(WHAT IS EXPECTED): Omit the pictures and output every entry below exactly as written.

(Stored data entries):
[Begin]
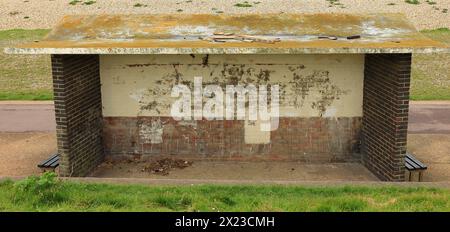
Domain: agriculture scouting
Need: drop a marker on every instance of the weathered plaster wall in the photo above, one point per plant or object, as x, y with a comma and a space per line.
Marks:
320, 106
311, 85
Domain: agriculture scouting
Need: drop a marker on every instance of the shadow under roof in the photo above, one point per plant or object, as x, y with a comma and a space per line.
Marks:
185, 34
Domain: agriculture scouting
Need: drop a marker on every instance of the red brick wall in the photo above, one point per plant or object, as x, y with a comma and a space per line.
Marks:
78, 111
385, 114
305, 139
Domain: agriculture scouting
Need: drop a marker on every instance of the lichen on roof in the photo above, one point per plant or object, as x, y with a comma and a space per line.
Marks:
182, 33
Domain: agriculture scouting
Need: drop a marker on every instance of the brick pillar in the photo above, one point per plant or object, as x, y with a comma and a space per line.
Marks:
385, 114
78, 110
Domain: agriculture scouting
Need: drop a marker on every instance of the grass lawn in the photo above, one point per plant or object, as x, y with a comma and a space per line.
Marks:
28, 77
47, 194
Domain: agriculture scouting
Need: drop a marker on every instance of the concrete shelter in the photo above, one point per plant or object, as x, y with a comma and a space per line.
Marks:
344, 83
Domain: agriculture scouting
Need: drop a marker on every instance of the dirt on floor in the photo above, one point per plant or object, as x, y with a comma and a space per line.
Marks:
21, 152
237, 170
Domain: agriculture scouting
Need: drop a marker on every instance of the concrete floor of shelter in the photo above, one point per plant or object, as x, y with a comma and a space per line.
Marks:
21, 152
236, 170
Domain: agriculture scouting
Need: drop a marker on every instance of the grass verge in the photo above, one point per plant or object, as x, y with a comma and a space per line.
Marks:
28, 77
24, 77
48, 194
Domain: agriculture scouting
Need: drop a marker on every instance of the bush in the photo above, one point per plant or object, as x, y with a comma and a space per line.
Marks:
42, 189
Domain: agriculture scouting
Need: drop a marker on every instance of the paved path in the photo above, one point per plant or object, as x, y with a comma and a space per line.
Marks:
425, 117
429, 118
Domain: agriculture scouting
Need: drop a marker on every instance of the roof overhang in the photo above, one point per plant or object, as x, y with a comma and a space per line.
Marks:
274, 33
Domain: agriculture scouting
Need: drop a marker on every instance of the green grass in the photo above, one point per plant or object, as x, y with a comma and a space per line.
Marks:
28, 77
45, 194
24, 77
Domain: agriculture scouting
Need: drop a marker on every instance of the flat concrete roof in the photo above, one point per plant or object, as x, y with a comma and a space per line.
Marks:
232, 34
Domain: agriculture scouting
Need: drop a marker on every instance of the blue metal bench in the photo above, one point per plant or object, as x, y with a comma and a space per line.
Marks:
49, 164
414, 165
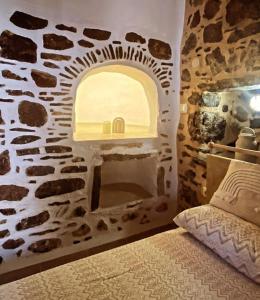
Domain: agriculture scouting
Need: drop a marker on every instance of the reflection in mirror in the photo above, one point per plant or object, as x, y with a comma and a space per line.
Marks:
237, 108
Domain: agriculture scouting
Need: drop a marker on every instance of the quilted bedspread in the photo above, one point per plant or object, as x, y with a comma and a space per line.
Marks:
170, 265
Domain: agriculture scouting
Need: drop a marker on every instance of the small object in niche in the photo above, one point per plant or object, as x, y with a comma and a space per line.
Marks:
246, 140
106, 127
119, 125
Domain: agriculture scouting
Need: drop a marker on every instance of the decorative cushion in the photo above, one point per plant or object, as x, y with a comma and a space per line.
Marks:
232, 238
239, 192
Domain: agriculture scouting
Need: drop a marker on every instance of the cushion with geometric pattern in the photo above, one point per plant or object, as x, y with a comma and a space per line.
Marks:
232, 238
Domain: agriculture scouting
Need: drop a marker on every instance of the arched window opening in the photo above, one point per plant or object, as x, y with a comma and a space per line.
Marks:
116, 102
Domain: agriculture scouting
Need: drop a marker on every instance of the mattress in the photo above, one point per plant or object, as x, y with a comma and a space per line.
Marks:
170, 265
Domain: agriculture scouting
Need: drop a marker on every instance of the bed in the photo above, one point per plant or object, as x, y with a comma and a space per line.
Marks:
170, 265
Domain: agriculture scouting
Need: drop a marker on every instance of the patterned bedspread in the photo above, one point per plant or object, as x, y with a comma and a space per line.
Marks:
170, 265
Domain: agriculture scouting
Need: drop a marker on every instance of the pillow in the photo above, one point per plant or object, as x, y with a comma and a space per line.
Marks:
239, 191
232, 238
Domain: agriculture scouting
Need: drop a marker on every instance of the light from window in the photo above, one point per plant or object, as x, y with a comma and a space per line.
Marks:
255, 103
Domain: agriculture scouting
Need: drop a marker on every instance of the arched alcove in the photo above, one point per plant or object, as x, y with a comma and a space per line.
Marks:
116, 102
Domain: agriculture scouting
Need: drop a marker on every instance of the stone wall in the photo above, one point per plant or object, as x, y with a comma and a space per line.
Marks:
45, 176
220, 49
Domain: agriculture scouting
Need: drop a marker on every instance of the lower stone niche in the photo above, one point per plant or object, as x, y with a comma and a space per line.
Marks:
118, 182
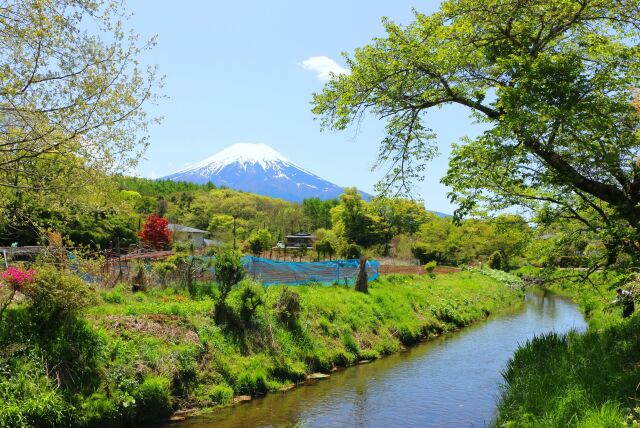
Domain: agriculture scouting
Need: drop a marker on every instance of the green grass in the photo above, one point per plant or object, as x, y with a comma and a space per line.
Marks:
160, 350
587, 380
[End]
(EXPECTED ANSWER):
Domain: agriculture scouting
Need: drop a marker on every instance of the weathered plaster wall in the photo above, one point per plant or object, as x, y with a comma and a space per line.
Marks:
320, 106
311, 85
Domain: agriculture scouting
Need: drop a marker on every instance of the shadow under roof in the photo above, one point per plant or object, as x, y with a comma and a space per line.
Marks:
185, 34
Domain: agriculture scouting
Need: drop a marker on every instance of the red brick wall in the photo above, one point per plant or object, as x, y with a comma and a space per line.
Marks:
78, 111
385, 114
305, 139
Domain: agriculture scouting
Need: drop a marker on every instance of the lichen on roof in the photo above, one point per plant or object, as x, y with a comma and a space per line.
Marks:
182, 33
Domain: agriculture scouting
Need: drop a marker on every instance of the brick pillar in the photo above, one point per plant or object, as x, y with a comma and a space per line.
Marks:
385, 114
78, 110
Domain: agriculture scouting
Need: drop a marker on every instance of the grass lawn in the photo above, one point per plant or object, as x, y with a comma and a space per line.
Marks:
28, 77
47, 194
Domain: agriculture scouting
Need: drop a marker on every instance of the concrete shelter in the photo above, one point per plant or object, as x, y with a comma and a space per line.
Marks:
344, 83
Domain: agriculture scouting
Need: drop a marker on every instance of the dirt on floor in the photo above, one point per plant or object, as x, y with a comma and a space per line.
Marks:
21, 152
237, 170
Domain: agriculture scouting
Need: drop a marker on every instance of the concrete floor of shelter in the photo above, one point per plant or object, as x, y with a comma and a space per line.
Marks:
21, 152
236, 170
Domain: agriculture scouting
Need: drop a marker on every instance of the grass verge in the photo above, one point per plant or object, as x, y with a comma and a space per line.
Marks:
28, 77
24, 77
48, 194
Domain: agriculture scouting
Need: drop a marker on every instance of the bush in the photo above, one point per plant or object, as x, y with a comma and a space per line.
Marks:
42, 189
Domain: agriculture scouting
Need: drop a marker on every instance of the paved path in the photo above, one point per plant or object, as x, y with a comma and a space per line.
Marks:
425, 117
429, 118
Domain: agriculture scouting
Need: drop a marker on every instance of the roof overhang in the photo above, one point per plant or object, as x, y with a comma and a space per line.
Marks:
274, 33
Domain: agriculture scouting
Need: drop a marker on every instance of the green grass in the photo above, one point per plant or object, as x, y with a comma and a space per line.
Marks:
28, 77
45, 194
24, 77
Domain: agriculture scouting
Need: drop a marker on every instance of the flat concrete roof in the photo above, one point per plant or object, as x, y with a comma and a space per line.
Marks:
232, 34
Domain: agriculture scouting
Need: drop a marker on every instance of the blue metal bench in the photo above, one point per plant or object, as x, y with a comma and a space per line.
Marks:
49, 164
414, 165
Domain: agriculture scouting
Need: drop a marker on every instance of the reflection in mirror in the photo above, one point per plant or object, as x, y with a comma and a space per line.
Marks:
237, 108
Domain: agriculture scouting
Need: drop a marker on every instance of the quilted bedspread in the photo above, one point per plant or object, as x, y with a comma and a space per line.
Marks:
170, 265
Domain: agriculture scouting
Need: drop a marker on every instance of the small object in niche in the photo above, one point per plant or object, as x, y with a comma and a space per line.
Marks:
246, 140
106, 127
119, 125
Domain: agriculture scouting
Need: drop a marker on every instance of the decorative cushion in the photo above, one point per plant or object, as x, y with a comma and a space per line.
Marks:
232, 238
239, 192
Domain: agriculture scouting
Need: drop a marker on every instance of the cushion with geometric pattern in the photo above, one point per plant or object, as x, y with a comma and a space per line.
Marks:
232, 238
Domain: agriculture scouting
Need: drop a marker on every instance of the arched window opening in the photo above, one point per plant or object, as x, y with a comma and a space per line.
Marks:
116, 102
Domain: agriculture scouting
Need: drop a marker on every instance of the mattress in the photo above, one point per plant or object, as x, y with a comma and a space per line.
Marks:
170, 265
Domain: agriculture scouting
Need: drop a marker on every instance of the bed in the photo above, one point per plant or object, as x, y with a comma and a space per line.
Marks:
170, 265
Domain: agriculture scouting
Need: drop a marker on every instance of the patterned bedspread in the photo above, one point per plant or object, as x, y with a comma and a space per line.
Marks:
170, 265
Domain: agriculture scouting
Need: drop a marker on every instance of the pillow in the photo above, one point per plant or object, as x, y with a comma and a space per line.
Marks:
239, 191
232, 238
Domain: agriculture scouting
Need: drop a marker on every instance of the light from window in the photo above, one point per plant or object, as x, y with a comma and a space per line.
Marks:
255, 103
Domain: agriculture scouting
Need: drop a marker on every instance of the arched alcove in the photo above, one point per plant or object, as x, y with a comma and a space per line.
Marks:
116, 102
Domain: agriculture scouting
Need: drop a marker on every instance of the stone wall in the photo above, one point per plant or object, as x, y with a comma and a space per line.
Marks:
45, 176
220, 49
Domain: agriculture scouting
Need: drop a marker on every instance of the lower stone niche in the photo above, one point per plant or object, as x, y with a comma and a space per line.
Marks:
118, 182
Domain: agriculture scouting
Need: drop a marker on every instance of the green grass in the photo above, one point per plant or object, as x, y with a comma and a space per line.
Marks:
160, 350
587, 380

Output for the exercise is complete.